# TASK REQUIREMENTS
Tally the lines in the data below where the word "after" appears, and give the tally alone.

*** EXERCISE DATA ***

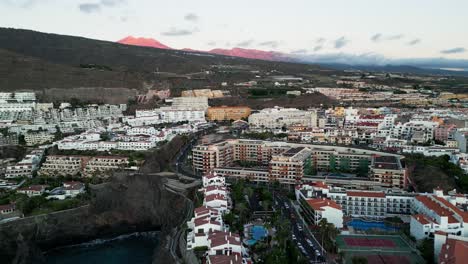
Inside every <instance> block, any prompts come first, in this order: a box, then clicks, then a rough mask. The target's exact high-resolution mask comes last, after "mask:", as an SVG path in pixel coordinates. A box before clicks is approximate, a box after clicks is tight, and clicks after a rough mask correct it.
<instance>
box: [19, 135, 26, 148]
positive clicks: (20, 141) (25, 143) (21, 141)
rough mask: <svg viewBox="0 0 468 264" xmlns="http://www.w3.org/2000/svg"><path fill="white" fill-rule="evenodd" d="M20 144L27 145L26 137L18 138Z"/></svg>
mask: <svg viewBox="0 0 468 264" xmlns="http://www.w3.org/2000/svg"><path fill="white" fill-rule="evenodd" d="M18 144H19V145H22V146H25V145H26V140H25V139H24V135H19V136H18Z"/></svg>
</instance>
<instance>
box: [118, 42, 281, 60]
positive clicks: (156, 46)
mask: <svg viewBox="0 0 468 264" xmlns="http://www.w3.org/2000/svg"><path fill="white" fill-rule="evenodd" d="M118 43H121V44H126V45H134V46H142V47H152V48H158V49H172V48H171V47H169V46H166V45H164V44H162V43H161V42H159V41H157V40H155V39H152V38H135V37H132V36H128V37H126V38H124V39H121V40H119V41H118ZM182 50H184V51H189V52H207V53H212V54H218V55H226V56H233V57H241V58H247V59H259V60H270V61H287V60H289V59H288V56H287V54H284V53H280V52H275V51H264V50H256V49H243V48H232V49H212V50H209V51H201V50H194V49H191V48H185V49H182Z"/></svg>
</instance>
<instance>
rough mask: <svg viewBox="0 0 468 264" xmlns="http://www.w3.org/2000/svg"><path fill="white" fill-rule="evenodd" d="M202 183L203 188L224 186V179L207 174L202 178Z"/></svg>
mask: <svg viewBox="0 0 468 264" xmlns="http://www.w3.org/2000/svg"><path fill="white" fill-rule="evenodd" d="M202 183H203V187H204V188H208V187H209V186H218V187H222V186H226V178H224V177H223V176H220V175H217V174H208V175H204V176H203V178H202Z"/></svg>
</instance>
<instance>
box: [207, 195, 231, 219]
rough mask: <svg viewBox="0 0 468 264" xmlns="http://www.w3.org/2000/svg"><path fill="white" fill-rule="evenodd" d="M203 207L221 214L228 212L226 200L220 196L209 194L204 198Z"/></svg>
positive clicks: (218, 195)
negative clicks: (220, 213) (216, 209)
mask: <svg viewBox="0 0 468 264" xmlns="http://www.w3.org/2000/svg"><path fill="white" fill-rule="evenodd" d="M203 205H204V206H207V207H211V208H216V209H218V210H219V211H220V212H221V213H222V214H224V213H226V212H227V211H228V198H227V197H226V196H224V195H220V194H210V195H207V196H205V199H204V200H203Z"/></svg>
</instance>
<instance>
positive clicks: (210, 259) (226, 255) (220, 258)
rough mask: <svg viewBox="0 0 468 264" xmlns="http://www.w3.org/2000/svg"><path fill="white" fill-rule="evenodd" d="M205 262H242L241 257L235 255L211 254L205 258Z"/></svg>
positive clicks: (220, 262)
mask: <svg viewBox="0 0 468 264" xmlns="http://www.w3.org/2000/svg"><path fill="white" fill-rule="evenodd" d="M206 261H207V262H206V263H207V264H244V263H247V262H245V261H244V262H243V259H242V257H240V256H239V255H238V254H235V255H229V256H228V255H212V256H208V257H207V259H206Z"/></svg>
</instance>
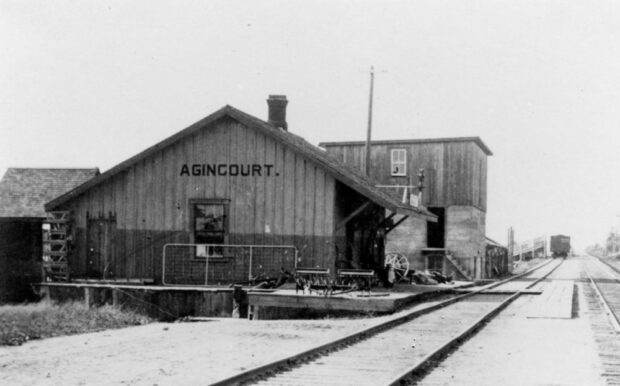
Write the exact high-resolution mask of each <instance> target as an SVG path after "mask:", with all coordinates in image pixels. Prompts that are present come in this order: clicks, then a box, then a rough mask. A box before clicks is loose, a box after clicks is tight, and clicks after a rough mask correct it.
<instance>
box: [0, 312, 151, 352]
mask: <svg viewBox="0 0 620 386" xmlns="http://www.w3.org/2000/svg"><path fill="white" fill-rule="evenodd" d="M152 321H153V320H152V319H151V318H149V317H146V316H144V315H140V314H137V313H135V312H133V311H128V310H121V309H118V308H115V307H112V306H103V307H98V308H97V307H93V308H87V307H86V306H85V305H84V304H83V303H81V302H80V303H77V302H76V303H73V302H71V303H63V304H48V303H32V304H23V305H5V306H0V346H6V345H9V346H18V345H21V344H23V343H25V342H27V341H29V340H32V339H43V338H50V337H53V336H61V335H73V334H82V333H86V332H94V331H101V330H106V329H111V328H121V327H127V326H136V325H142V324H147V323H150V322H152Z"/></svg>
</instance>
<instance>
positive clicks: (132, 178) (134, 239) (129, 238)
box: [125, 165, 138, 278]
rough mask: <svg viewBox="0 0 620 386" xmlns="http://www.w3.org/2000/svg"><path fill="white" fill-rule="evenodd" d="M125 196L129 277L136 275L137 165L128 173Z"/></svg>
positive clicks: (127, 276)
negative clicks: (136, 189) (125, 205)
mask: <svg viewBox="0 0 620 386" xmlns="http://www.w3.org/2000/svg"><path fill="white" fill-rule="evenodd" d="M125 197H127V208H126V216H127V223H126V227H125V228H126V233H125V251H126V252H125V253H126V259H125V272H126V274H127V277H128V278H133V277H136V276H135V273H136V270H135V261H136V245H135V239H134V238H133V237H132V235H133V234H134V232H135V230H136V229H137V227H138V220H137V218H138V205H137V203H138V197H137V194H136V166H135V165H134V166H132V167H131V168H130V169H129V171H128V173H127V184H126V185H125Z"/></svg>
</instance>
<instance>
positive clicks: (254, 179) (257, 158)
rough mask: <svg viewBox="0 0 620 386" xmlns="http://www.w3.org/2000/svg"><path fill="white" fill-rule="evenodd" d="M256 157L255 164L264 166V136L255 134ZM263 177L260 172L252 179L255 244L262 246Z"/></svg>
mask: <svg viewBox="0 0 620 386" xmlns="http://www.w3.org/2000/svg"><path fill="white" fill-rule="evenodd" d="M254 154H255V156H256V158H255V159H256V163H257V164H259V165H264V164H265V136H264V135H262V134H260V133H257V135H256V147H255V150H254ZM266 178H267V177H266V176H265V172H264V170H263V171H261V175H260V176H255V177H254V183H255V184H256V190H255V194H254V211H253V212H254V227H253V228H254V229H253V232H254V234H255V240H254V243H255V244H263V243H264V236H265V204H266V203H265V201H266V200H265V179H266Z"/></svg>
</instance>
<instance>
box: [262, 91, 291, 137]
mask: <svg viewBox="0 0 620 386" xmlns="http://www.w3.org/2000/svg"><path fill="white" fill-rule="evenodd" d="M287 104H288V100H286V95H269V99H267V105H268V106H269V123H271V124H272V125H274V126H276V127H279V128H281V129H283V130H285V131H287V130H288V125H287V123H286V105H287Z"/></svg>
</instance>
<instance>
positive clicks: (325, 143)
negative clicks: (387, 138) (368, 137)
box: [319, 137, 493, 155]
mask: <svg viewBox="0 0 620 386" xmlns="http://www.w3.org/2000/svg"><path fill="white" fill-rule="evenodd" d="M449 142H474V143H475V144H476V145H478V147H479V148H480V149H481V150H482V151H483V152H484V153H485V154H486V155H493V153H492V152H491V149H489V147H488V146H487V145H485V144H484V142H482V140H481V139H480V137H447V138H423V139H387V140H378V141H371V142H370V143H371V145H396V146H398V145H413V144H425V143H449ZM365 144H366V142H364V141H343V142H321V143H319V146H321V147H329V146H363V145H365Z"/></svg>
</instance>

*** End of EXERCISE DATA ***

# RESULT BELOW
2